- Problèmes à résoudre
(1) D'après l'extrait sur la Picardie, combien de paroisses du Cambrésis face à la Picardie étaient concernées par les nouvelles dispositions ?
(2) Expliquez, en vous appuyant sur l'extrait sur la Picardie, pourquoi la Ferme tenta en 1723 d'acquérir le droit de visite à Saint-Pol-sur-Ternoise.
(3) Recopiez le passage de l'extrait sur la Picardie qui commence aux mots « La principale préoccupation » et s'arrête après « 9 avril 1743. », en substituant « hussards » à « dragons ».

- Extrait choisi
----

Picardie
Etat des paroisses inclus dans
les Lettres patentes données à Versailles le 13 avril
1743.
La principale préoccupation
de la Ferme générale fut de lutter contre les flux de
contrebande aux confins de la province. Bordée au nord par
le Boulonnais, l’Artois, le Cambrésis et le Hainaut, elle ne fut protégée que très partiellement
par l’établissement de lieues limitrophes à la fin du XVIIe siècle. La mise
en place, sous la Régence, de six compagnies de dragons
pour lutter contre le faux-sel et le faux-tabac s’avéra
insuffisante. La ligne des trois lieues pour le sel et le
tabac fut définie par
l’ordonnance de mai
1680 et redéfinie par la
déclaration du 9 avril 1743.
Vis-à-vis de la fraude du
sel par exemple, la Ferme tenta d’acquérir en 1723 le droit de visite à
Saint-Pol-sur-Ternoise, bien que ce bourg fût situé à plus
de trois lieues de la frontière picarde. Les Fermiers
soupçonnaient dans cette ville d’importants trafics
frauduleux. Les Etats provinciaux d’Artois luttèrent contre le projet et le ministre
Philibert Orry dut céder en
supprimant, le 13 février 1742, l’arrêt incriminé de 1723,
préférant renforcer les contrôles à l’intérieur des trois
lieues limitrophes.
Pour ce faire, par la déclaration du 9 avril 1743, il mit en œuvre des
vérifications par certificats de consommation dûment
établis pour chaque chef de feu et basés sur les rôles des
communautés d’habitants, tant pour le sel et le tabac ; les
approvisionnements pouvaient ainsi être vérifiés, les
commis de la Ferme ayant naturellement droit de faire les
visites domiciliaires et visites de tout bateau ou chariot
à la frontière de la Picardie. Le
contrôle devint donc beaucoup plus précis, tant sur le sel
de pot, que sur les salaisons extraordinaires de beurre,
fromage, légumes, chairs ou poissons. De même, on légiféra
sur la distribution du sel et du tabac aux troupes en
garnison dans les trois lieues limitrophes. Près de 500 paroisses étaient
concernées par ces nouvelles dispositions : 253 dans les
trois lieues artésiennes face à la
Picardie, 108 face au Boulonnais, dont
une bonne partie de l’Audomarois, 51 paroisses du
Cambrésis face à la
Picardie, dont le Cateau-Cambrésis, 32 paroisses hennuyères,
auxquelles il faut ajouter les paroisses incluses dans les
trois lieues entre Sambre et Meuse et depuis Hirson en
Thiérache jusqu’à Guise.

----

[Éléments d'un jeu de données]

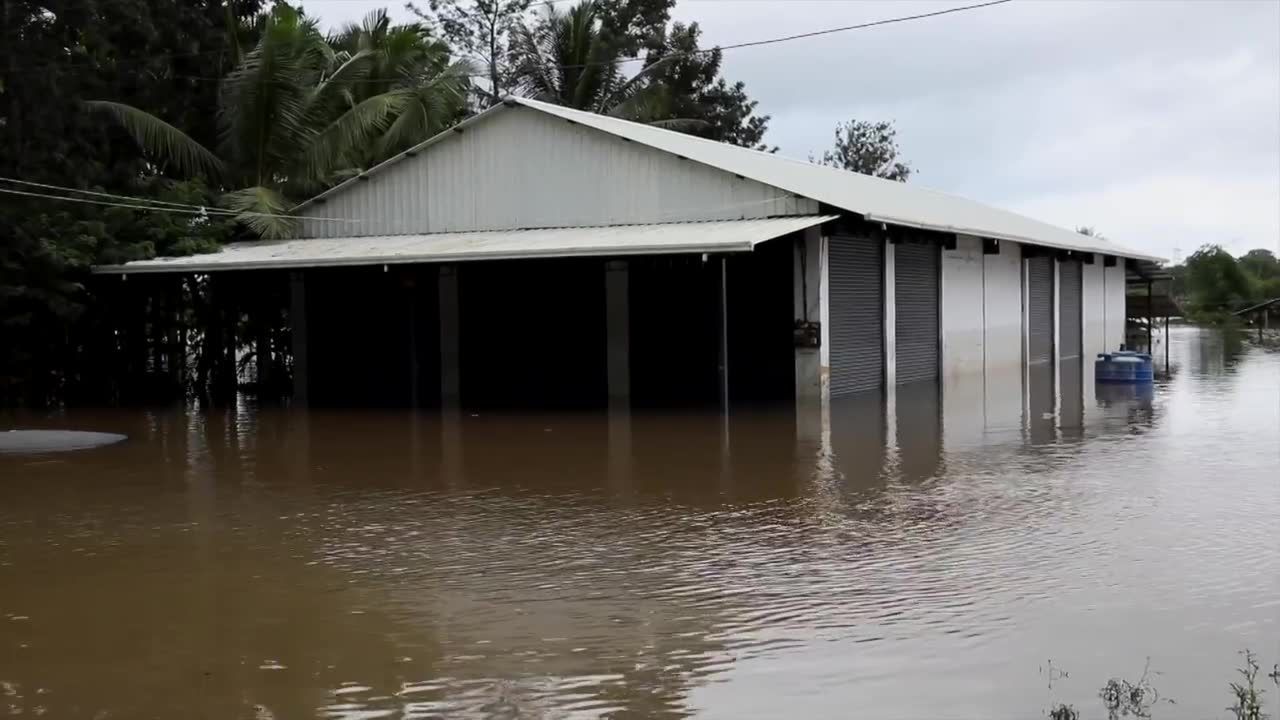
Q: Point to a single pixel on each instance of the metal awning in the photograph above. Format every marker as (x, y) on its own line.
(721, 236)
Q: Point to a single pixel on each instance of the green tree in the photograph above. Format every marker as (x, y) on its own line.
(1264, 272)
(868, 147)
(1215, 282)
(571, 59)
(293, 117)
(480, 30)
(693, 89)
(415, 69)
(53, 55)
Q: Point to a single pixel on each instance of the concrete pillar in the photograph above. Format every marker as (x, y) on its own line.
(1057, 335)
(617, 320)
(809, 300)
(722, 329)
(451, 374)
(415, 392)
(298, 327)
(890, 318)
(1027, 335)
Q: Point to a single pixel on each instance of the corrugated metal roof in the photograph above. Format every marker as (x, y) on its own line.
(876, 199)
(723, 236)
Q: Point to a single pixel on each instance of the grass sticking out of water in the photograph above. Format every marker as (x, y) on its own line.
(1124, 698)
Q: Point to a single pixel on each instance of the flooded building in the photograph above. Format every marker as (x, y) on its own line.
(542, 256)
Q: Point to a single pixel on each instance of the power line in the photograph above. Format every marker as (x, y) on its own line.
(192, 210)
(695, 53)
(46, 186)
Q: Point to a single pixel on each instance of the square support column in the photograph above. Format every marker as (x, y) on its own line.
(721, 270)
(451, 376)
(809, 300)
(890, 318)
(298, 327)
(617, 318)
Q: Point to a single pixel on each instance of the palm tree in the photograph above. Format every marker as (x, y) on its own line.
(568, 59)
(416, 71)
(301, 112)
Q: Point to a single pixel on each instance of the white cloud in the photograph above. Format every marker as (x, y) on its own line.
(1164, 214)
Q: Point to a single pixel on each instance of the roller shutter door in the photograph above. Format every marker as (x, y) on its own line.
(1040, 310)
(856, 314)
(915, 302)
(1070, 336)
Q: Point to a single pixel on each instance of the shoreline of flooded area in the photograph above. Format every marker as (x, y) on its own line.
(924, 555)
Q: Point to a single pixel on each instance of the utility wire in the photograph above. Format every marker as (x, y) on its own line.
(192, 210)
(46, 186)
(695, 53)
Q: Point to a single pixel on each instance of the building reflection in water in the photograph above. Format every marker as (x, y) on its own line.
(484, 564)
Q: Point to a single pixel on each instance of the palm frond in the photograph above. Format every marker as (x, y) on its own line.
(681, 124)
(161, 141)
(355, 128)
(263, 210)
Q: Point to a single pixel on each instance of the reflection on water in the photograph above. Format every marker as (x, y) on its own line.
(914, 555)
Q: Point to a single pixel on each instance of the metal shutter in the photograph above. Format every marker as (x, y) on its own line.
(856, 314)
(915, 301)
(1070, 337)
(1040, 310)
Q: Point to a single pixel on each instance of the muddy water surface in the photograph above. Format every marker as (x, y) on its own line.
(919, 560)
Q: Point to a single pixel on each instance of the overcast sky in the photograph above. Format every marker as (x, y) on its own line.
(1156, 122)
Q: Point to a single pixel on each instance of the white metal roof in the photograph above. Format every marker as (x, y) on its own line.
(876, 199)
(722, 236)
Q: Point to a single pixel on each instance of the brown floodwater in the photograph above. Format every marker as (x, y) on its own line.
(926, 559)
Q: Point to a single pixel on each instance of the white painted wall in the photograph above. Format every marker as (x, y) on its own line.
(1002, 304)
(1095, 310)
(522, 169)
(1114, 292)
(963, 309)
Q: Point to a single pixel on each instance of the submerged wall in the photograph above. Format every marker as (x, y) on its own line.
(1004, 308)
(1114, 291)
(1095, 309)
(963, 297)
(982, 310)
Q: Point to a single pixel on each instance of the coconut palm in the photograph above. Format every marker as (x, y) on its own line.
(301, 112)
(415, 69)
(568, 59)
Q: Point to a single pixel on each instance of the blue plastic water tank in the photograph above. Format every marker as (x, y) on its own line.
(1124, 367)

----

- Solutions des problèmes
(1) 51 paroisses, dont le Cateau-Cambrésis.

(2) Les Fermiers soupçonnaient dans cette ville d'importants trafics frauduleux. La Ferme voulait donc y obtenir le droit de visite pour lutter contre la fraude du sel, même si ce bourg se trouvait à plus de trois lieues de la frontière picarde.

(3)
La principale préoccupation
de la Ferme générale fut de lutter contre les flux de
contrebande aux confins de la province. Bordée au nord par
le Boulonnais, l’Artois, le Cambrésis et le Hainaut, elle ne fut protégée que très partiellement
par l’établissement de lieues limitrophes à la fin du XVIIe siècle. La mise
en place, sous la Régence, de six compagnies de hussards
pour lutter contre le faux-sel et le faux-tabac s’avéra
insuffisante. La ligne des trois lieues pour le sel et le
tabac fut définie par
l’ordonnance de mai
1680 et redéfinie par la
déclaration du 9 avril 1743.